■ **Excerpted text**:
= Beginning of Section =

AHMEDABAD AHOY AND THE IDEA OF ‘META MAYA’!

FROM A DUSTY TEXTILE AND DYE MANUFACTURING TOWN TO A MALL AND BUSINESS HOTEL-FILLED CITY THAT SHOWS SOUL WHEN NURTURING ARTISTIC TALENT…AHMEDABAD’S PEOPLE, CUSINE, HERITAGE STRUCTURES AND STREET MARKETS (OPEN BEYOND 10PM) PROVE TO BE DELIGHTFUL, SAYS SANGEETA WADDHWANI

So many inhabitants of Mumbai and Delhi consider other metros to be in some way substandard when it comes to the quality of living. This myth is getting challenged each year. A recent trip to Ahmedabad offered a portrait of a city that once smelled of toxic textile dyes…(I remember a terrible attack of hay fever and an earthquake on my first visit in 1994)…now transformed into a commercial, ticking hub dotted with Novotel and YMCA International hotels, a mall of some scale virtually in every neighbourhood…and an art scene not driven by the commercial ethos and insularity that presides over Mumbai.

So very heartening!

Hon Manahar Kapadia Ravindre Mardia and myself standing near my artworks…ORBITS OF REALITY
A sweeping view of energetic art at ICAC
A myriad styles of creating art were evident
The inaugural ceremony
The LOTUS CONSCIOUSNESS, a work showing how subtly we have moved away from materialism to nature post- Pandemic

Yours truly was there to attend the third installment of a series of showcases of art entries for a nationwide competition and art exchange program hosted by the ICAC (Art Gallery. The man who conceived of this idea was Ravindre Mardia, President of ICAC, who couriered art paper and canvas (depending on the artist’s choice) to every participant. “We had 415 artists participating, and received a total of 1,684 artworks, from more than 100 cities from India & abroad,” shares Ravindre.

= End of Section =

■ **Data to examine**:
= Beginning of Section =

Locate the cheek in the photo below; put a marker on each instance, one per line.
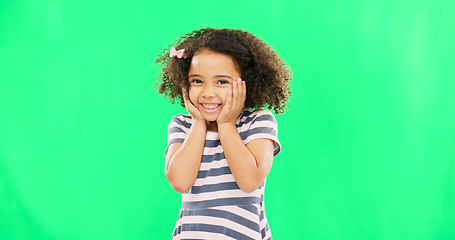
(192, 95)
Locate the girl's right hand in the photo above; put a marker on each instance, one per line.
(195, 113)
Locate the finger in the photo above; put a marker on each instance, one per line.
(239, 96)
(235, 90)
(240, 91)
(243, 92)
(228, 103)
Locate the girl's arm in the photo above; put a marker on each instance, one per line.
(184, 159)
(249, 164)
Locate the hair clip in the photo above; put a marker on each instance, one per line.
(180, 53)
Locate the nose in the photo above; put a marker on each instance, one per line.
(208, 91)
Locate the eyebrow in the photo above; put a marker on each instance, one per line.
(217, 76)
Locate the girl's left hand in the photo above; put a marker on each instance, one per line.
(235, 102)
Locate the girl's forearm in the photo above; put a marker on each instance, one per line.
(183, 166)
(241, 161)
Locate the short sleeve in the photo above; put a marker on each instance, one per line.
(262, 124)
(177, 130)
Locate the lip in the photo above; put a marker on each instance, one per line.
(210, 110)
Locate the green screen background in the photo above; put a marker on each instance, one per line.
(368, 142)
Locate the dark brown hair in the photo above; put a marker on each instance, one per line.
(266, 75)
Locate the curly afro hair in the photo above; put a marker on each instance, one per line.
(266, 75)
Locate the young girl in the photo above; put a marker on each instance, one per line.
(219, 155)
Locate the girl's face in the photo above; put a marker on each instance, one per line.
(211, 76)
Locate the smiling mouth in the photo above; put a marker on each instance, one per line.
(210, 107)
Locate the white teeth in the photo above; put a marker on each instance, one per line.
(211, 106)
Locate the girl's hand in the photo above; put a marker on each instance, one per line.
(190, 106)
(235, 103)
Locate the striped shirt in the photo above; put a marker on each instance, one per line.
(215, 207)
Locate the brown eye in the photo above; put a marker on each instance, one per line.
(196, 81)
(223, 82)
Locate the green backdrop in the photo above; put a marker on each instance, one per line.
(368, 142)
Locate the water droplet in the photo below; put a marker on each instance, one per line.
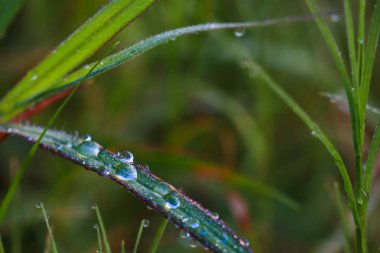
(193, 223)
(193, 243)
(162, 189)
(184, 234)
(126, 172)
(335, 18)
(239, 32)
(145, 223)
(126, 157)
(171, 202)
(88, 148)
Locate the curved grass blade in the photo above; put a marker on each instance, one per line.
(315, 130)
(53, 245)
(186, 213)
(87, 39)
(158, 236)
(143, 46)
(102, 229)
(8, 11)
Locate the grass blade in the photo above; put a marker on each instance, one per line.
(157, 238)
(372, 155)
(103, 231)
(8, 11)
(143, 46)
(315, 130)
(93, 34)
(156, 193)
(99, 238)
(144, 224)
(46, 218)
(342, 218)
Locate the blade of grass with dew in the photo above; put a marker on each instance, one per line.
(144, 224)
(158, 236)
(46, 218)
(202, 224)
(342, 218)
(315, 130)
(103, 231)
(143, 46)
(86, 40)
(357, 121)
(17, 179)
(8, 11)
(372, 155)
(351, 43)
(1, 245)
(99, 239)
(370, 53)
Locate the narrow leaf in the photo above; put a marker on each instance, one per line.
(186, 213)
(87, 39)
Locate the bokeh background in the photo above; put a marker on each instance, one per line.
(198, 119)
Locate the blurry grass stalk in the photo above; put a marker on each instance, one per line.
(99, 238)
(158, 236)
(342, 218)
(46, 218)
(103, 231)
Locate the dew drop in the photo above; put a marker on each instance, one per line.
(126, 157)
(126, 172)
(88, 148)
(193, 243)
(39, 204)
(184, 234)
(193, 223)
(239, 32)
(145, 223)
(171, 202)
(162, 189)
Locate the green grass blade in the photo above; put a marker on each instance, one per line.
(8, 11)
(342, 218)
(87, 39)
(143, 46)
(351, 42)
(370, 53)
(315, 130)
(1, 245)
(144, 224)
(99, 238)
(103, 231)
(357, 119)
(164, 198)
(372, 155)
(157, 238)
(46, 218)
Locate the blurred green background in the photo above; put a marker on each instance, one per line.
(199, 120)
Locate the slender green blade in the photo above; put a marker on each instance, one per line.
(8, 10)
(87, 39)
(315, 130)
(202, 224)
(157, 238)
(103, 231)
(141, 47)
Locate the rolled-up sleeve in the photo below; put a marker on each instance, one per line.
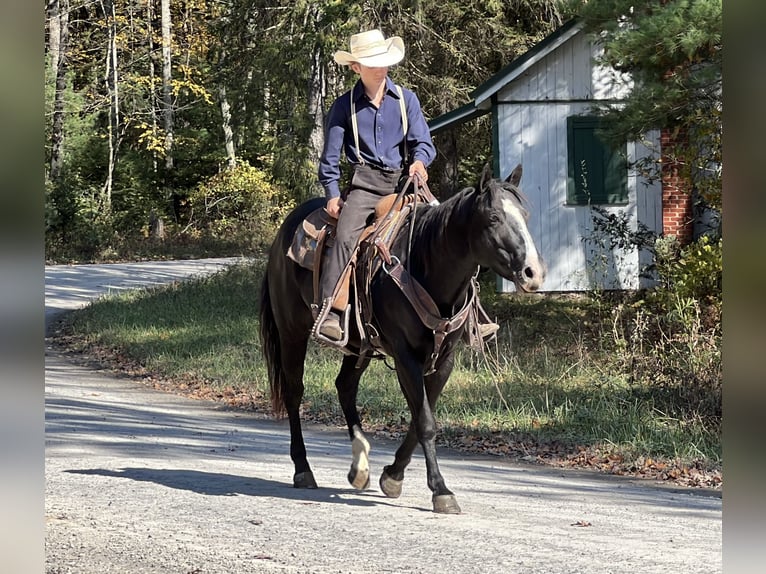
(329, 163)
(419, 142)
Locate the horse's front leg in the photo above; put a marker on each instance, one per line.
(421, 394)
(347, 384)
(292, 372)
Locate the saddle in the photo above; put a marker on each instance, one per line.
(316, 233)
(372, 252)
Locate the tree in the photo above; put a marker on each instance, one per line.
(58, 43)
(672, 50)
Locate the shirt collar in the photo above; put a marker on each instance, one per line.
(390, 89)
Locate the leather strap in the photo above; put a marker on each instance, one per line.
(428, 311)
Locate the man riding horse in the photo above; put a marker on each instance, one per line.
(381, 129)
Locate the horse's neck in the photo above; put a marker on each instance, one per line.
(444, 254)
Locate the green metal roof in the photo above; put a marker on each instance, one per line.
(481, 102)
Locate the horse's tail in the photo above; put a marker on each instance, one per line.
(272, 350)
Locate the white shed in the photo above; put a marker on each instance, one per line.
(541, 117)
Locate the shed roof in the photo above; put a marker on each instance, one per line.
(481, 102)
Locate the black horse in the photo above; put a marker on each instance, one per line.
(482, 226)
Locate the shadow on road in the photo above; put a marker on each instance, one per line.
(220, 484)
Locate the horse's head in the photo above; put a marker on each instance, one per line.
(504, 243)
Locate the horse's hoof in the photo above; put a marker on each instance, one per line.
(304, 480)
(445, 504)
(391, 487)
(359, 475)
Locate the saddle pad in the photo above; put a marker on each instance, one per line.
(304, 243)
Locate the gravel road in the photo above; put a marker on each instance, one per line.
(140, 481)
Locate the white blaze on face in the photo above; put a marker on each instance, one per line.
(515, 213)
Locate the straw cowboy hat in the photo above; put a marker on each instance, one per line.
(371, 49)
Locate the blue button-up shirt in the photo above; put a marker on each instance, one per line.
(381, 136)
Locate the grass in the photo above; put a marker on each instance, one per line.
(558, 381)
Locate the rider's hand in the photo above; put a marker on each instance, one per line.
(333, 207)
(418, 169)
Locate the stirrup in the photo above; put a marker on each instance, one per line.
(322, 315)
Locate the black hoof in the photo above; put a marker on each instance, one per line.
(445, 504)
(391, 487)
(304, 480)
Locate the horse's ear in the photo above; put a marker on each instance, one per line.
(515, 176)
(486, 176)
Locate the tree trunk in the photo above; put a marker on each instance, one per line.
(58, 41)
(317, 93)
(152, 91)
(228, 133)
(167, 81)
(112, 85)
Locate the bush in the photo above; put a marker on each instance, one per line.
(694, 271)
(239, 205)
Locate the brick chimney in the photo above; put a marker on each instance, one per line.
(677, 217)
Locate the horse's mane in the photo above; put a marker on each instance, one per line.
(431, 224)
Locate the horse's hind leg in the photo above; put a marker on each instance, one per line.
(347, 384)
(294, 354)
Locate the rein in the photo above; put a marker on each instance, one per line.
(427, 310)
(415, 293)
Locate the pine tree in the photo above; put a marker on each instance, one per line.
(672, 51)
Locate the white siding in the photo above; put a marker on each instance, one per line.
(532, 112)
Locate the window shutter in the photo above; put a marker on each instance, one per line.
(597, 173)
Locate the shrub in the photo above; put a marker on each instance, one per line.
(239, 205)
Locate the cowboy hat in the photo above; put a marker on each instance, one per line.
(371, 49)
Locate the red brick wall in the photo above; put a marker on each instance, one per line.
(676, 194)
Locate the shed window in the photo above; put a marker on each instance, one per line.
(598, 173)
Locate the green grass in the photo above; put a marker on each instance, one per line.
(558, 375)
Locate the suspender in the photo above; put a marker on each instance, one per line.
(405, 125)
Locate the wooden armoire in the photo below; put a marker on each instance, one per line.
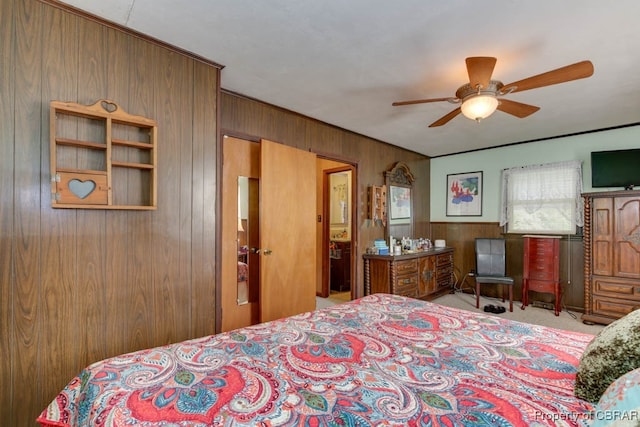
(611, 255)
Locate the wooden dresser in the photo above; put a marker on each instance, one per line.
(541, 268)
(341, 266)
(611, 255)
(417, 275)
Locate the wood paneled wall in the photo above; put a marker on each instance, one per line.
(462, 235)
(241, 116)
(81, 285)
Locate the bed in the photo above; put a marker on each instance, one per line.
(378, 360)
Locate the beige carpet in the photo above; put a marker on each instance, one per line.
(538, 316)
(334, 298)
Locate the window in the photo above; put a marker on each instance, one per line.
(542, 198)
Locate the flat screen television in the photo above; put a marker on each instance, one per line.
(615, 168)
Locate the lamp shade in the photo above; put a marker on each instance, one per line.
(479, 107)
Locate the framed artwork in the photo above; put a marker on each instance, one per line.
(399, 204)
(464, 194)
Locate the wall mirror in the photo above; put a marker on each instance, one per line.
(400, 216)
(248, 240)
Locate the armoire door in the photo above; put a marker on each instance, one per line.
(284, 251)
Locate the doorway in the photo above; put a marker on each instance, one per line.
(268, 249)
(337, 235)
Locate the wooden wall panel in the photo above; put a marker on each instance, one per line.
(27, 306)
(59, 261)
(81, 285)
(204, 201)
(7, 224)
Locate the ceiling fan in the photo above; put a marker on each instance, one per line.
(480, 97)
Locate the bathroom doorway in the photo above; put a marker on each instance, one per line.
(338, 231)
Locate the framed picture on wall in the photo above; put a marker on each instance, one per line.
(464, 194)
(399, 205)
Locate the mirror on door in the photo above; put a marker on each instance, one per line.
(248, 237)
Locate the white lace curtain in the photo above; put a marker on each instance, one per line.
(542, 197)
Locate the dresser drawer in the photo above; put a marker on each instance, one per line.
(442, 260)
(613, 307)
(407, 267)
(544, 271)
(541, 286)
(443, 276)
(407, 285)
(616, 288)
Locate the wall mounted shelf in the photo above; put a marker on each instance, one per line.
(102, 157)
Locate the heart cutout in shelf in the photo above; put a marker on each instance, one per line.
(81, 189)
(109, 106)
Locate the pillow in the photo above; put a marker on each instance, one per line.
(611, 354)
(620, 403)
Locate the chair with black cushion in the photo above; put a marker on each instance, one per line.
(491, 267)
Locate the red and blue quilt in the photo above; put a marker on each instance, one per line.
(381, 360)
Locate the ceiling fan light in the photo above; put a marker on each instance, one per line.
(479, 107)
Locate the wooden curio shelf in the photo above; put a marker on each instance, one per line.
(102, 157)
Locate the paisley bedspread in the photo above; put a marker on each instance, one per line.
(378, 360)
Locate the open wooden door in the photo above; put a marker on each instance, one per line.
(287, 231)
(282, 248)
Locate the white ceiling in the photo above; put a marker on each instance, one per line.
(344, 62)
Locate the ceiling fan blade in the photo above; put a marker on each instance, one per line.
(579, 70)
(422, 101)
(517, 109)
(480, 69)
(445, 119)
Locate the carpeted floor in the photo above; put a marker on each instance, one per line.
(538, 316)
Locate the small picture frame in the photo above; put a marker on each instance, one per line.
(399, 204)
(464, 194)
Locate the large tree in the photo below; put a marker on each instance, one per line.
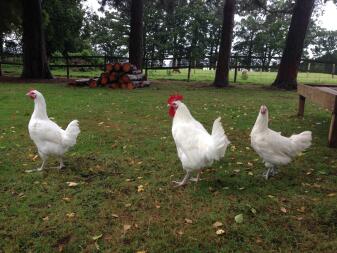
(222, 69)
(291, 57)
(136, 33)
(35, 63)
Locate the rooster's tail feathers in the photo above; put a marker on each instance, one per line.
(71, 133)
(220, 140)
(301, 141)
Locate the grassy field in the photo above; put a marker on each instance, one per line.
(196, 75)
(125, 160)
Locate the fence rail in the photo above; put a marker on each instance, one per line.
(237, 62)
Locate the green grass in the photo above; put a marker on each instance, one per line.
(126, 142)
(197, 75)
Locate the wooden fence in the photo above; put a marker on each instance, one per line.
(237, 63)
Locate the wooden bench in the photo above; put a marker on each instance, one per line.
(325, 96)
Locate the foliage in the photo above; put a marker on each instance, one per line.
(63, 21)
(126, 143)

= End of Section =

■ **Instructions**:
**a)** List every city the Ahmedabad article names.
**b)** Continue the article on Ahmedabad and the ICAC art showcase from its last paragraph.

■ **Results in order**:
**a)** Ahmedabad, Mumbai, Delhi

**b)**
The diversity of styles, techniques used, and nouveau visual languages, was a treat to witness when we walked around ICAC on the opening of the third show for the competition.  Little wonder, when you consider that participants were not only from North, South, East and West India (from Gwalior to Guwahati, Jhansi to Junagadh, Kolkata to Kerala) but also slick global hotspots like Singapore, Dubai, the US, Bangladesh, Nepal, Sri Lanka, Spain and Hong Kong,”

Ravindra has a history of being in business as a manufacturer of metal goods, but has chosen post retirement, to nurture artistic talent in India. Just engaging with artists from such diverse geographic and cultural backgrounds in an age of online showcases and NFTs, is laudable. “Artists are often dealing with the pressures of full time jobs but with Pandemic disruptions and lockdowns, they were in a better place to create new art by hand, and hence we chose to have this contest,” he shares.

Ravindre and I had first met at the 10,000 square feet artspace called The Art Hub which he presided over, at the Atria Mall many years ago. Here, I was contemplating hosting my Coho Bohemia Bombay artwalk  as it was all about mixing a visual art experience with other art expressions..music, dance, poetry, prose presentations, theatre, short films, etc. I also secretly wished to showcase my Swarovski Divinity paintings there! Somehow this didn’t come to pass.

But here I was, many years later, part of Ravindre’s generous curation and vision in Ahmedabad…meeting his friend Hon Manahar Kapadia, IC Principal of the CN College of Fine Art, Ahmedabad, who opened the show. There was something pure and minimalist about the evening. Punctual. No wine (but nice cutting chai). No VIP marching in at a hefty price with an entourage, no paparazzi and no tamasha! Just reveling in art for arts sake.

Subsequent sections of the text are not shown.